**Sayfa metni:**
# # # #

GENÇ bir mühendis olarak dönmüştüm Samsun’a…
Doğup büyüdüğüm kentte olmak huzur ve güven vermişti bana…
Deli yıllar o zaman…
Eh, yakışıklı da sayılırım hayatın içi dolu dolu geçiyordu.
Beş tane müzikli mekan var o zaman…
Müdavimlerinden biriydim.
Eğitim fakültesinin güzel kızlarının çoğu da o mekânlarda.
Kaçıyla yakınlaştım hatırlamıyorum.
Hafızama sığmayacak kadar çoktu herhalde.
Rahmetli babamın katkılarıyla bir büro açıp, projeciliğe başlamıştım.
Ufak tefek para kazanıyordum, en azından istediğim hayatı yaşayacak kadarını…
Sonrası;
Nerede akşam orada sabah…
Kim, kimin kızı bilirdik o dönemlerde…
Ama illa da zengin kızı olsun diye bir çabamız olmadı.
Doktor kızı da vardı, öğretmen kızı da…
Aklınıza hangi meslek gelirse o, anlayacağınız…
Ama içlerinden biri vardık ki şimdilerde öyle bir tercih yapmadığım için pişmanın açıkçası…
Niye olduğunu bundan sonraki cümleler açığa çıkaracaktır.

# # # #

Koordinat etiketleme verileri

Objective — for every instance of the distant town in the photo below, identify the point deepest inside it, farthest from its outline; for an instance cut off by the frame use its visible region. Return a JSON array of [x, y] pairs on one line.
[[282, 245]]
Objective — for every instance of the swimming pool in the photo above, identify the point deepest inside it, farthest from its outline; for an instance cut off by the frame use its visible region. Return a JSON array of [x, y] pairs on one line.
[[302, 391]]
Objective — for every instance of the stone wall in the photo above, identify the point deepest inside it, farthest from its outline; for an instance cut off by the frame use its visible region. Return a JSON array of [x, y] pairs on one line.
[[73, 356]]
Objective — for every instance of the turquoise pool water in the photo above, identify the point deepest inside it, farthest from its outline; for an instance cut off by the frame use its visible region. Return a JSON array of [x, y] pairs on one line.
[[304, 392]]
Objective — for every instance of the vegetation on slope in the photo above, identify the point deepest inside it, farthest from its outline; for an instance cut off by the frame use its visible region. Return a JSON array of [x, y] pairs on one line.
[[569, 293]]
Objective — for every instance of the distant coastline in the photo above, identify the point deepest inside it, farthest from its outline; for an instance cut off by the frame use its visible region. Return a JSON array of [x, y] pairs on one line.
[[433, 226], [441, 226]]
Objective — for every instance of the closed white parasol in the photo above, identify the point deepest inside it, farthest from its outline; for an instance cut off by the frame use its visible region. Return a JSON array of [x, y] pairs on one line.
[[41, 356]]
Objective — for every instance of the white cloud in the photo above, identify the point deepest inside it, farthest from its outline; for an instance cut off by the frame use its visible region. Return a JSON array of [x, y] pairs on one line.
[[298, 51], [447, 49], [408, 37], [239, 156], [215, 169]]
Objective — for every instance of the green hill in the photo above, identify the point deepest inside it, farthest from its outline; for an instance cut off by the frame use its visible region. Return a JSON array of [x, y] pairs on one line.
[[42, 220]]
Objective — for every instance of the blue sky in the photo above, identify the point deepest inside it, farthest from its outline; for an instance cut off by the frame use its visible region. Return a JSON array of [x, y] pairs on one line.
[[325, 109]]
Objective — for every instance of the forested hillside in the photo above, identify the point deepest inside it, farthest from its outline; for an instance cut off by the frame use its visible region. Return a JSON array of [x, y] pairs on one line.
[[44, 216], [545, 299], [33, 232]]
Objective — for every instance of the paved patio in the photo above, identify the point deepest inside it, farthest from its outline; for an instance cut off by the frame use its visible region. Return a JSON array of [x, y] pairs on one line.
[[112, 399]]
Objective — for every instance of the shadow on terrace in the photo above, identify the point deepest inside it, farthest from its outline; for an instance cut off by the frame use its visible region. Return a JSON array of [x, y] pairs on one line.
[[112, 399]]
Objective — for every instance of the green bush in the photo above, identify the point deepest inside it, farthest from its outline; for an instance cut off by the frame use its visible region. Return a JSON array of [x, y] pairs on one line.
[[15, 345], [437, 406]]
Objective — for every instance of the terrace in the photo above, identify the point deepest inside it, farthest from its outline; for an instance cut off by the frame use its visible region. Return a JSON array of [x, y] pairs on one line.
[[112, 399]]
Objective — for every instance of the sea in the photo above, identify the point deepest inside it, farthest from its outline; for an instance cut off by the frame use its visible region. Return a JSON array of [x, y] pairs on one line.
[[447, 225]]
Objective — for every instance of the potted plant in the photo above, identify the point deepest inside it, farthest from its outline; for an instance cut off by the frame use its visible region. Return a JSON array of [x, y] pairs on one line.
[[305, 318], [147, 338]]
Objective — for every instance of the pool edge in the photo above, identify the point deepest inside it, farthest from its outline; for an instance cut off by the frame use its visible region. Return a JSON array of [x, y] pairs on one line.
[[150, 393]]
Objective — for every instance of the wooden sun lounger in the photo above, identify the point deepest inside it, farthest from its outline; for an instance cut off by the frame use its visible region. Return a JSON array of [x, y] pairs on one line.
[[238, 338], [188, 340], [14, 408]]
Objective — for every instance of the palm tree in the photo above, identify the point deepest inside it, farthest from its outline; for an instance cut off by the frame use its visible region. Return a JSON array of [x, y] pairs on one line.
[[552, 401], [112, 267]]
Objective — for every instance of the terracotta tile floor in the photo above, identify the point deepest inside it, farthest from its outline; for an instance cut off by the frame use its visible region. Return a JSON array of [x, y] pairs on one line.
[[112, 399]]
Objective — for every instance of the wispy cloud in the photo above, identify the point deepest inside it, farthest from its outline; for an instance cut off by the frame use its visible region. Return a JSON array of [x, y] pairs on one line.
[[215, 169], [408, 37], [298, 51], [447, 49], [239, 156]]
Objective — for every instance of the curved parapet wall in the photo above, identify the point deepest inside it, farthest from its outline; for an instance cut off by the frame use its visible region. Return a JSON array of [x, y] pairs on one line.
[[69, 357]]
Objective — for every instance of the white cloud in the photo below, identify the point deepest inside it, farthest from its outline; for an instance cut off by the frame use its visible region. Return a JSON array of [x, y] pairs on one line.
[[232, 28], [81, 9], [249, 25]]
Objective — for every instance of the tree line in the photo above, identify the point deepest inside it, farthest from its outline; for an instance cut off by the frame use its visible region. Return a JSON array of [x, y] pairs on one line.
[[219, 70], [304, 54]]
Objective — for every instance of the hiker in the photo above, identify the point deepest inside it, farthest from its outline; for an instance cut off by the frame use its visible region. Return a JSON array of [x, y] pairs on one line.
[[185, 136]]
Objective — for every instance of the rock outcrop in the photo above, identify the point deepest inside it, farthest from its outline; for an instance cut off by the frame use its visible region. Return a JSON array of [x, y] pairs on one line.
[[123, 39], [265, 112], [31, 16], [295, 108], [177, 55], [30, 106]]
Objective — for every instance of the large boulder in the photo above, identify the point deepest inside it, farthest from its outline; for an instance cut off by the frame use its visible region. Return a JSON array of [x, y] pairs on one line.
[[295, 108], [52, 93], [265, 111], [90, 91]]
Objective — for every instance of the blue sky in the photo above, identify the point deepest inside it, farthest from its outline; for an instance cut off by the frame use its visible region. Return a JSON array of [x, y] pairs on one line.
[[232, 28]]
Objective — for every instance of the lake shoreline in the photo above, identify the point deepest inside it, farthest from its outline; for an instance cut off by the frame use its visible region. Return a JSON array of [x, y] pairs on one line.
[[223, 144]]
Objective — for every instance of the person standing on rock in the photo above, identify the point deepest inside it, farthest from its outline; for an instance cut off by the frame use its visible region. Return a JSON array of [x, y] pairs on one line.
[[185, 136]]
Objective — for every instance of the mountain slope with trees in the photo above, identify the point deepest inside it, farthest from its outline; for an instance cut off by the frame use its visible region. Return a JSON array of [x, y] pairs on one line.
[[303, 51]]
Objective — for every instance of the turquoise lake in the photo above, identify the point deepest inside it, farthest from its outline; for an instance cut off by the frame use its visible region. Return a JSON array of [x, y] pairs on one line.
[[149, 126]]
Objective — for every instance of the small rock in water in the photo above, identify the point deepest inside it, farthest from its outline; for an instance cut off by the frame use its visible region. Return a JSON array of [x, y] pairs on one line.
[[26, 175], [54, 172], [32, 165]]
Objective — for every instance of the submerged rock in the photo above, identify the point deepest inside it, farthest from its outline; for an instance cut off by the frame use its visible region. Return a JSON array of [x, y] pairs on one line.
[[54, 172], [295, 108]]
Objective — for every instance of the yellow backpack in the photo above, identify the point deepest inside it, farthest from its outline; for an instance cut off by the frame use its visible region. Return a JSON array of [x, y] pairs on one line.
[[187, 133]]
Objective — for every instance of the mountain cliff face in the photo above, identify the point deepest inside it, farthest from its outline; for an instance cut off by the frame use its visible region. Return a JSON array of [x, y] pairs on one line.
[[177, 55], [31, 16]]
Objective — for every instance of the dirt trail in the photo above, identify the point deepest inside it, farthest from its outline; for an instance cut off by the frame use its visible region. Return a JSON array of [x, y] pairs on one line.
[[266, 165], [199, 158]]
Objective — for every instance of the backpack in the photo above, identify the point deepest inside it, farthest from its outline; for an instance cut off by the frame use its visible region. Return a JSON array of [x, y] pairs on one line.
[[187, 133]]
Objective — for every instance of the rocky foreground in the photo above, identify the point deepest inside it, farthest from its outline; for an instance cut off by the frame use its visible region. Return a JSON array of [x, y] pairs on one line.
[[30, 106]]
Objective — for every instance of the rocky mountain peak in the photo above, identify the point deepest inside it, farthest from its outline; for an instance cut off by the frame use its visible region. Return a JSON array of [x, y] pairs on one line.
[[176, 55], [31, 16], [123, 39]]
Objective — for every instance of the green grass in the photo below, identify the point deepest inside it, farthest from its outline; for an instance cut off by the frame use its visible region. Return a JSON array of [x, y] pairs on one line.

# # # #

**Verilen görev 1:**
Sayfa metninde "Eğitim fakültesinin güzel" ifadesinden "cümleler açığa çıkaracaktır." ifadesine kadar (bu ifade de dahil) olan kısmı, "büro" yerine "ofis" koyarak yeniden yazın.
**Verilen görev 2:**
Sayfa metnindeki "Rahmetli babamın katkılarıyla bir büro açıp, projeciliğe başlamıştım." cümlesini İngilizceye çevirin.
**Verilen görev 3:**
Sayfa metnine göre o zamanlar kentte kaç tane müzikli mekan vardı?

**Doğru yanıt 1:**
Eğitim fakültesinin güzel kızlarının çoğu da o mekânlarda.
Kaçıyla yakınlaştım hatırlamıyorum.
Hafızama sığmayacak kadar çoktu herhalde.
Rahmetli babamın katkılarıyla bir ofis açıp, projeciliğe başlamıştım.
Ufak tefek para kazanıyordum, en azından istediğim hayatı yaşayacak kadarını…
Sonrası;
Nerede akşam orada sabah…
Kim, kimin kızı bilirdik o dönemlerde…
Ama illa da zengin kızı olsun diye bir çabamız olmadı.
Doktor kızı da vardı, öğretmen kızı da…
Aklınıza hangi meslek gelirse o, anlayacağınız…
Ama içlerinden biri vardık ki şimdilerde öyle bir tercih yapmadığım için pişmanın açıkçası…
Niye olduğunu bundan sonraki cümleler açığa çıkaracaktır.

**Doğru yanıt 2:**
With the help of my late father, I had opened an office and started doing project design work.

**Doğru yanıt 3:**
Beş tane müzikli mekan vardı.